### Set exercise
Update the lines below by replacing "smaller golden spire" with "slender golden spire" wherever it occurs, and leave everything else unchanged.

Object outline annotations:
******

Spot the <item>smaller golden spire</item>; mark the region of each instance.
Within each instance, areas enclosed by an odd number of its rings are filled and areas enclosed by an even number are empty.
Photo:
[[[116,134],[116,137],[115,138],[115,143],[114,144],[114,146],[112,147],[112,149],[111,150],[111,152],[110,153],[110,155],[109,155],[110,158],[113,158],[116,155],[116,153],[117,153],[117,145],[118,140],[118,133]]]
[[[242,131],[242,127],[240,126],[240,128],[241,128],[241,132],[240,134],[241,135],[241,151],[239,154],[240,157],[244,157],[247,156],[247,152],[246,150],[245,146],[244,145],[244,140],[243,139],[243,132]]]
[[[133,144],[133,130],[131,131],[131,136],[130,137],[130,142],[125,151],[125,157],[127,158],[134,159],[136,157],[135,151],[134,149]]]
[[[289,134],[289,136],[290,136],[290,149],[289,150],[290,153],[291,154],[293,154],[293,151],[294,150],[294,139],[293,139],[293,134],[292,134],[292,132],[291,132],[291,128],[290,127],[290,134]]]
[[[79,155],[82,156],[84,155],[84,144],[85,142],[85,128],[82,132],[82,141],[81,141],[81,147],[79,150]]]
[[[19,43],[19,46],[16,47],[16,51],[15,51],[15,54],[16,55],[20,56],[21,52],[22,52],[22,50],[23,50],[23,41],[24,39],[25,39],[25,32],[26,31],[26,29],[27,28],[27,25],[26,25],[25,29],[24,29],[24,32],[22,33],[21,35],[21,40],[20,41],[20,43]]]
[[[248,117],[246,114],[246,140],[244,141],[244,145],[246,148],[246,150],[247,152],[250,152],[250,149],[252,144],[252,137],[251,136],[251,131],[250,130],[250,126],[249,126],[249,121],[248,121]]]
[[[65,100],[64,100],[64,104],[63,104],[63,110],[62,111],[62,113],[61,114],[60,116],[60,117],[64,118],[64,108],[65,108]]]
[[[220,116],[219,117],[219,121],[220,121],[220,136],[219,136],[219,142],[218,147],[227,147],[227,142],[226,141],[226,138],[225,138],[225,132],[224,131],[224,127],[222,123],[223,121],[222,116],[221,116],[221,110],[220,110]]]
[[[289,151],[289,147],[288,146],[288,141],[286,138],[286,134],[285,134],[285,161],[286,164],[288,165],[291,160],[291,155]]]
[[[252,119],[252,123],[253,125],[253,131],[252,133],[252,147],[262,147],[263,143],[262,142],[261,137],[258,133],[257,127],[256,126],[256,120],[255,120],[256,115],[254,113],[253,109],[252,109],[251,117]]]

******

### Task result
Spot the <item>slender golden spire</item>; mark the region of each instance.
Within each instance, areas enclosed by an odd number of its rings are filled and areas enclosed by an even number are empty.
Photo:
[[[116,134],[116,137],[115,138],[115,143],[114,144],[114,146],[112,147],[112,149],[111,150],[111,152],[110,153],[110,155],[109,155],[110,158],[113,158],[116,155],[116,153],[117,153],[117,145],[118,140],[118,133]]]
[[[242,131],[242,127],[240,126],[240,128],[241,128],[241,132],[240,134],[241,135],[241,151],[239,154],[240,157],[244,157],[247,156],[247,152],[246,150],[245,146],[244,145],[244,140],[243,139],[243,132]]]
[[[133,144],[133,130],[131,131],[131,136],[130,137],[130,142],[125,151],[125,157],[127,158],[134,159],[136,157],[135,151],[134,149]]]
[[[289,134],[289,136],[290,136],[290,149],[289,150],[290,153],[291,154],[293,154],[293,151],[294,150],[294,139],[293,139],[293,134],[292,134],[292,132],[291,132],[291,128],[290,127],[290,134]]]
[[[79,155],[82,156],[84,155],[84,144],[85,142],[85,128],[82,132],[82,141],[81,141],[81,147],[79,150]]]
[[[19,43],[19,46],[16,47],[16,51],[15,51],[15,54],[16,55],[20,56],[21,52],[22,52],[22,50],[23,50],[23,41],[24,39],[25,39],[25,32],[26,31],[26,29],[27,28],[27,25],[26,25],[25,29],[24,29],[24,32],[22,33],[21,35],[21,40],[20,41],[20,43]]]
[[[248,117],[246,114],[246,140],[244,141],[244,145],[246,148],[246,150],[247,152],[250,152],[250,149],[252,144],[252,137],[251,136],[251,131],[250,130],[250,126],[249,126],[249,121],[248,121]]]
[[[65,100],[64,100],[64,104],[63,104],[63,110],[62,111],[62,113],[61,114],[60,116],[60,117],[64,118],[64,108],[65,108]]]
[[[220,116],[219,117],[219,121],[220,121],[220,136],[219,136],[219,142],[218,147],[227,147],[227,142],[226,141],[226,138],[225,138],[225,132],[224,131],[224,127],[222,123],[223,121],[222,116],[221,116],[221,110],[220,110]]]
[[[289,151],[289,147],[288,146],[288,141],[286,138],[286,134],[285,134],[285,161],[286,164],[288,165],[291,160],[291,155]]]
[[[252,119],[252,123],[253,125],[253,131],[252,133],[252,147],[262,147],[263,143],[262,142],[261,137],[258,133],[257,127],[256,126],[256,120],[255,120],[256,115],[254,113],[253,109],[252,109],[251,117]]]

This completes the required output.